▸ **Task directions**
Among the records below, find the line that has "x=33, y=206"; from there, give the lines again exactly, and stop after the line that has "x=325, y=304".

[Region pointing data]
* * *

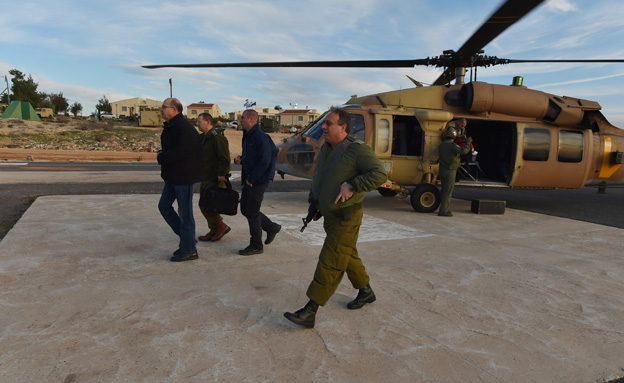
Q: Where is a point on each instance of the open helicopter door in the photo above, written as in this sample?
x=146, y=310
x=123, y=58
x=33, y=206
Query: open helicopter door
x=552, y=157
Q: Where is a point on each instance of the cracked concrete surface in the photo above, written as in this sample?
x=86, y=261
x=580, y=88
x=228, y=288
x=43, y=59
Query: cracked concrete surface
x=88, y=295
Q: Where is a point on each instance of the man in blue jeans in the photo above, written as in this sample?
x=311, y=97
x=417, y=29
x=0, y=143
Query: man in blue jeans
x=181, y=166
x=258, y=161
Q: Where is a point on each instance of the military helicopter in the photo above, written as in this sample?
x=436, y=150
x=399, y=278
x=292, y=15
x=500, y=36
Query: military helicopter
x=525, y=138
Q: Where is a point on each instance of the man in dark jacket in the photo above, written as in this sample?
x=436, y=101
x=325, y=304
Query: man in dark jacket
x=258, y=161
x=181, y=166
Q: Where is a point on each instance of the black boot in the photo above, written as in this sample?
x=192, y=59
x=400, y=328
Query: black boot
x=365, y=295
x=305, y=316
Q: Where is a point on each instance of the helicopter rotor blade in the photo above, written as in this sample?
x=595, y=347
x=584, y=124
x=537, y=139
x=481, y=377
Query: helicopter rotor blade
x=513, y=61
x=306, y=64
x=509, y=13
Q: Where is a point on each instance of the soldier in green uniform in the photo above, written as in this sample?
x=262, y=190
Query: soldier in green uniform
x=450, y=159
x=342, y=175
x=216, y=157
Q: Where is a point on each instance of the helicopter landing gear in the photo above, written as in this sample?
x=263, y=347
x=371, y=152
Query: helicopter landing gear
x=425, y=198
x=387, y=192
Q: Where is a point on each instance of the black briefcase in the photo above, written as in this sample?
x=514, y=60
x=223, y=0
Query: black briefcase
x=219, y=200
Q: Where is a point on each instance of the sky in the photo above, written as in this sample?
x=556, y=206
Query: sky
x=91, y=49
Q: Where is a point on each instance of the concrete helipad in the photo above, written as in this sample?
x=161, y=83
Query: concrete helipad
x=88, y=295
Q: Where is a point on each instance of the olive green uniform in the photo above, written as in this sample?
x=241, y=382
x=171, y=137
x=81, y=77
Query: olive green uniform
x=216, y=157
x=450, y=158
x=360, y=168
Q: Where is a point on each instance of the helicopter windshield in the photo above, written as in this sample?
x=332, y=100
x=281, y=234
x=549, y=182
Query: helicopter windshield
x=315, y=130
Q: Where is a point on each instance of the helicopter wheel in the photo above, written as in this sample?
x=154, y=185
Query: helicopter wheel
x=425, y=198
x=387, y=192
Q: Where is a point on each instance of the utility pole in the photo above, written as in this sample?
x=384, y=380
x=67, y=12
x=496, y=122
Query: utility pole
x=7, y=90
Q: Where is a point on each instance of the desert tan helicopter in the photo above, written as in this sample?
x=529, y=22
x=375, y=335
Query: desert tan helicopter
x=525, y=138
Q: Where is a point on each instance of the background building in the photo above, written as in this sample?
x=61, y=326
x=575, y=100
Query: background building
x=297, y=117
x=132, y=106
x=194, y=110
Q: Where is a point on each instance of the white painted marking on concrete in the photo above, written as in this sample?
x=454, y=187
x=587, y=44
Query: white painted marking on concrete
x=372, y=229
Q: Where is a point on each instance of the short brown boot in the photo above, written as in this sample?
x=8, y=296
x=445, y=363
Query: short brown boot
x=208, y=237
x=305, y=316
x=222, y=229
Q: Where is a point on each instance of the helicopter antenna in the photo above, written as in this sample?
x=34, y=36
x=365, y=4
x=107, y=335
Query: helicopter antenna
x=417, y=83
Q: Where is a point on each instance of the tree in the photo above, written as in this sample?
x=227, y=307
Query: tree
x=25, y=89
x=59, y=102
x=103, y=105
x=75, y=108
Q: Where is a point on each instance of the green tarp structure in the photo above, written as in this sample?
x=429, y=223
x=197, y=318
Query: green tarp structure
x=22, y=110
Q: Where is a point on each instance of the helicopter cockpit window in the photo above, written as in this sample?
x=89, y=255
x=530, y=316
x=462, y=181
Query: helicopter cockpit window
x=536, y=144
x=406, y=136
x=358, y=129
x=570, y=146
x=316, y=130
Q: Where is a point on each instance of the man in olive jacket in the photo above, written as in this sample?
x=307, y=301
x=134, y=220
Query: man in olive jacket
x=216, y=155
x=338, y=188
x=181, y=166
x=450, y=160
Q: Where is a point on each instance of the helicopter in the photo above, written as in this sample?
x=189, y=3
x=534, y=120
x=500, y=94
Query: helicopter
x=525, y=138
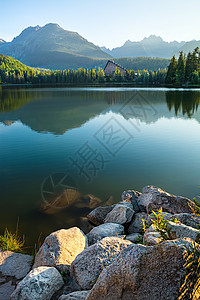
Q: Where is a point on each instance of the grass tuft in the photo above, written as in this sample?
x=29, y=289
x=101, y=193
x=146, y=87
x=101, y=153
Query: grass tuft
x=11, y=241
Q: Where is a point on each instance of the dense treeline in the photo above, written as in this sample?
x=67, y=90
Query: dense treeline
x=12, y=71
x=185, y=70
x=143, y=63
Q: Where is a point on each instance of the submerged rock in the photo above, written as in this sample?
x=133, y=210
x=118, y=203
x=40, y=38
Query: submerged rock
x=98, y=215
x=183, y=231
x=60, y=248
x=40, y=284
x=59, y=202
x=188, y=219
x=104, y=230
x=87, y=266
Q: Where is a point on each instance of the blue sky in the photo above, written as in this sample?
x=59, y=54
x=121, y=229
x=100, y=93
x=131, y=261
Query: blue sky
x=105, y=22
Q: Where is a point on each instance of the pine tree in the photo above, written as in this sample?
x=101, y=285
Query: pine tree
x=171, y=72
x=180, y=70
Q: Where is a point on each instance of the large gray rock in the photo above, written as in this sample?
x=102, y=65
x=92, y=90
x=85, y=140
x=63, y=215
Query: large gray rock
x=79, y=295
x=104, y=230
x=136, y=223
x=144, y=273
x=152, y=237
x=181, y=231
x=87, y=266
x=13, y=267
x=6, y=290
x=122, y=213
x=14, y=264
x=134, y=237
x=132, y=196
x=98, y=215
x=188, y=219
x=60, y=248
x=153, y=198
x=40, y=284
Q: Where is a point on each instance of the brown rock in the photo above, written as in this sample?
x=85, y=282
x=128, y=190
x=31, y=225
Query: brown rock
x=60, y=248
x=97, y=216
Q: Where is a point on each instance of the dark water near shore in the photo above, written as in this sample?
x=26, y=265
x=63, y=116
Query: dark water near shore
x=100, y=141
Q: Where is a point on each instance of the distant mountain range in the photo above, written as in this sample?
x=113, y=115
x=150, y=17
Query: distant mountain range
x=153, y=46
x=2, y=41
x=52, y=47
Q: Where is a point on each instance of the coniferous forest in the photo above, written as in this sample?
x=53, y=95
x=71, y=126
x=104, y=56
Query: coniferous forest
x=182, y=71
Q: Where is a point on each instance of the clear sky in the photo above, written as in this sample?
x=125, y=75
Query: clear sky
x=105, y=22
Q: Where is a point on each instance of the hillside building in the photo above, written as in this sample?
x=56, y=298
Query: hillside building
x=111, y=67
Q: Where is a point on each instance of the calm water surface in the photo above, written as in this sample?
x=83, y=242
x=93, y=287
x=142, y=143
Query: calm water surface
x=99, y=141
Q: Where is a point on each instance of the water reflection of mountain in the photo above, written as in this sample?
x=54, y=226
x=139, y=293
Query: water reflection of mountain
x=57, y=110
x=185, y=102
x=50, y=110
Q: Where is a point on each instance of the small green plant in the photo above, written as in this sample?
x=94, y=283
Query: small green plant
x=190, y=288
x=145, y=225
x=139, y=240
x=175, y=220
x=11, y=241
x=197, y=204
x=160, y=224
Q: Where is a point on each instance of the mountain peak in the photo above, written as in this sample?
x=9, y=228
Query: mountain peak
x=52, y=25
x=152, y=39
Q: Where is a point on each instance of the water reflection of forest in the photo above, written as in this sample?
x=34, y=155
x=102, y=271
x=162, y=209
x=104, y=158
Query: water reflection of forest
x=184, y=102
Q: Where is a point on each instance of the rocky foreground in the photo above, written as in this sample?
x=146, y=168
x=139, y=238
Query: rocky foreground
x=116, y=259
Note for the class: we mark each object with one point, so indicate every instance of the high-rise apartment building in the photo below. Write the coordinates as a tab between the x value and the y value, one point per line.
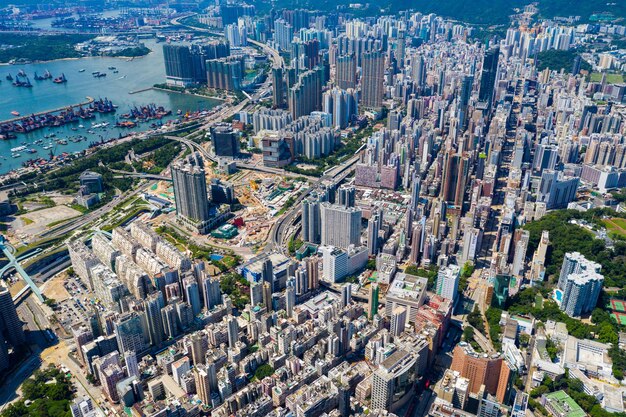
448	282
372	301
345	76
480	370
372	80
488	75
341	226
225	73
11	331
153	306
311	219
225	140
306	95
580	284
283	34
278	87
190	192
178	68
203	384
130	333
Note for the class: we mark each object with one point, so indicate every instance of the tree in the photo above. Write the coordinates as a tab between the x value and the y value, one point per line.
475	319
524	339
263	371
468	333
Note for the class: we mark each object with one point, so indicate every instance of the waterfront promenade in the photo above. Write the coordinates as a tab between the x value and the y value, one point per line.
46	112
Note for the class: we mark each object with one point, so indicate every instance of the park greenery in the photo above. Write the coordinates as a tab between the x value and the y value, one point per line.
430	273
46	394
556	60
346	149
568	237
574	388
263	371
237	287
103	161
40	48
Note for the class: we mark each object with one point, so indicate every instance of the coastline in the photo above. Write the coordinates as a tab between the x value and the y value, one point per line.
41	113
182	92
8	64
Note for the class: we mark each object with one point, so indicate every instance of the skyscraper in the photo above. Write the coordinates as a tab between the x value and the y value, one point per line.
10	324
132	367
283	34
306	95
11	332
203	384
345	76
373	228
278	87
192	295
341	226
488	75
153	306
178	67
342	104
225	73
372	80
580	284
211	293
398	321
233	331
190	192
311	220
225	140
372	301
130	333
346	195
290	298
346	294
454	179
448	282
312	272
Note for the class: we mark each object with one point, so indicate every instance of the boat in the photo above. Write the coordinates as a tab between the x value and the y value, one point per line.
60	80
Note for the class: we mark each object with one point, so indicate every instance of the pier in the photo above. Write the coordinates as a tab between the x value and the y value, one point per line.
140	91
43	113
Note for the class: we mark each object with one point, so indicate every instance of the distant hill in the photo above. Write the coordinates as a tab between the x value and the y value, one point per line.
485	12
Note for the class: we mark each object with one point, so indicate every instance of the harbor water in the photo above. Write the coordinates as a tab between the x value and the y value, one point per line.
127	87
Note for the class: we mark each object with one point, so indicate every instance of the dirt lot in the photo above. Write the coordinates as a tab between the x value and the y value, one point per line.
54	288
32	224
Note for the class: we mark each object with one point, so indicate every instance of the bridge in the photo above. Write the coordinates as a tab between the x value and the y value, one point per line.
14	263
142	175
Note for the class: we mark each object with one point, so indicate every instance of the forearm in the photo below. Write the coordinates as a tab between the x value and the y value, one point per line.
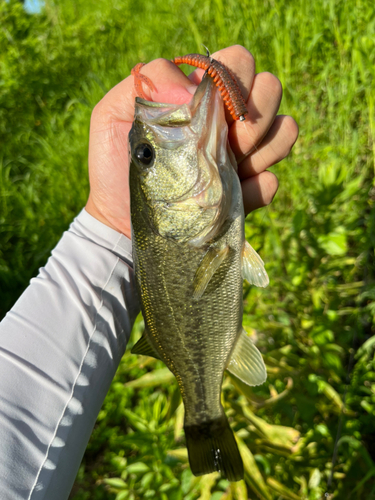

* * *

▸ **Output of the exercise**
x=33, y=206
Query: open helicopter door
x=552, y=157
Q: Where is a point on each instance of the cracked concrete surface in the photo above, written as in this sample?
x=86, y=261
x=580, y=88
x=228, y=288
x=43, y=59
Query: cracked concrete surface
x=88, y=295
Q: Where is a point on each instance of the man in blue jeans in the photo above, written as in this sample?
x=311, y=97
x=417, y=29
x=0, y=143
Query: man in blue jeans
x=181, y=166
x=258, y=161
Q: Where is a point on each instance of the military helicopter in the photo above, written as in this sample?
x=436, y=150
x=399, y=278
x=292, y=15
x=500, y=36
Query: military helicopter
x=525, y=138
Q: Where is a point on each instance of the man in dark jacket in the photo above, written as in this sample?
x=436, y=101
x=325, y=304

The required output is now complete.